# Aim
Reproduce all of the records below line for line, changing no character.

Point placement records
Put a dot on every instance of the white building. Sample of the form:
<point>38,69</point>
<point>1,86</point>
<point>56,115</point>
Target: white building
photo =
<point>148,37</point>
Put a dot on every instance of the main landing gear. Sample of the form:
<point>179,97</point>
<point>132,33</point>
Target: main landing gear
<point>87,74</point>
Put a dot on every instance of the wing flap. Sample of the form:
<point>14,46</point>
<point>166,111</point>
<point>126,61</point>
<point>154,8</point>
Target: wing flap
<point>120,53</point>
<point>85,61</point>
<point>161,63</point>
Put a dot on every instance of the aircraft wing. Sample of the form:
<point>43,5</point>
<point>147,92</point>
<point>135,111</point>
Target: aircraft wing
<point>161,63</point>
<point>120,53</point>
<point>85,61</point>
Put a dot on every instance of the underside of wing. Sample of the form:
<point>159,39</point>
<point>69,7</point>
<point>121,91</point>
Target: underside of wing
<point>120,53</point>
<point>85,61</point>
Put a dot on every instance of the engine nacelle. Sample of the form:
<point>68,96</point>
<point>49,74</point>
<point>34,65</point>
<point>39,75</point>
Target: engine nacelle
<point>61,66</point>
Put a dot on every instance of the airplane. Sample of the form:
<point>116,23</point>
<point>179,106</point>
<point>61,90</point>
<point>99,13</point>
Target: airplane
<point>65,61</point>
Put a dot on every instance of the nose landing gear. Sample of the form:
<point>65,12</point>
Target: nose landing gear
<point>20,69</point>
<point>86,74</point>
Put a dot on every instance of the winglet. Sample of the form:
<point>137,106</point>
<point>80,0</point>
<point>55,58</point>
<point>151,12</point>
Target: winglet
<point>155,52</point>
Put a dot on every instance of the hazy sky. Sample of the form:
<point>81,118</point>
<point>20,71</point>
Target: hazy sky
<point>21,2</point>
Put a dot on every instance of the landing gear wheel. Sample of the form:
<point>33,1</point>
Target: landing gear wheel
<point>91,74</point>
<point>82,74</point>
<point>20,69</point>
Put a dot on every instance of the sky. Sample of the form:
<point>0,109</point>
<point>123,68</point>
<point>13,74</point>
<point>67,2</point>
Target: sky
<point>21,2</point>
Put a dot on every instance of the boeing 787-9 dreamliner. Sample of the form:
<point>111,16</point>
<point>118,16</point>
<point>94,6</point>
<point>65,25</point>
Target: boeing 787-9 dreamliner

# Solution to this exercise
Put a dot on every instance of the white building. Sample of the form:
<point>38,69</point>
<point>1,86</point>
<point>56,115</point>
Target: white building
photo =
<point>148,37</point>
Put a dot on every instance of the main landing gear. Sample of the form:
<point>179,97</point>
<point>132,33</point>
Target: main landing gear
<point>87,74</point>
Put a dot on every instance of the wing flap. Sample of the form:
<point>14,46</point>
<point>166,111</point>
<point>126,61</point>
<point>154,8</point>
Target: wing flap
<point>120,53</point>
<point>85,61</point>
<point>161,63</point>
Put a dot on every instance of the aircraft wing. Sample of the form:
<point>43,5</point>
<point>147,92</point>
<point>135,111</point>
Target: aircraft wing
<point>161,63</point>
<point>120,53</point>
<point>85,61</point>
Put a dot on every instance of the underside of wing. Sample of the form:
<point>159,39</point>
<point>69,7</point>
<point>121,91</point>
Target: underside of wing
<point>120,53</point>
<point>85,61</point>
Put a dot on every instance of the engine nacelle. Sample of the form:
<point>68,96</point>
<point>49,74</point>
<point>34,65</point>
<point>39,75</point>
Target: engine nacelle
<point>61,66</point>
Put a dot on every instance of the airplane. Sample of the form:
<point>116,23</point>
<point>179,106</point>
<point>61,90</point>
<point>99,13</point>
Target: airplane
<point>65,61</point>
Put a dot on every instance of the nose landing gear. Sample of the form:
<point>65,12</point>
Target: nose landing gear
<point>20,69</point>
<point>86,74</point>
Put a dot on every instance of the winglet. Sample of the form:
<point>137,106</point>
<point>80,0</point>
<point>55,58</point>
<point>151,12</point>
Target: winglet
<point>155,52</point>
Put a dot on every instance of the hazy sky. Sample of the form:
<point>81,118</point>
<point>20,71</point>
Target: hazy sky
<point>21,2</point>
Put a dot on every instance of the landing gear wheel. Sample of the form:
<point>33,1</point>
Target: landing gear wheel
<point>91,74</point>
<point>82,74</point>
<point>20,69</point>
Put a dot on every instance of the sky. Sample of the form:
<point>0,109</point>
<point>123,68</point>
<point>13,74</point>
<point>67,2</point>
Target: sky
<point>21,2</point>
Put a dot on every instance of the boeing 787-9 dreamliner. Sample of the form:
<point>111,16</point>
<point>118,16</point>
<point>94,6</point>
<point>65,25</point>
Target: boeing 787-9 dreamliner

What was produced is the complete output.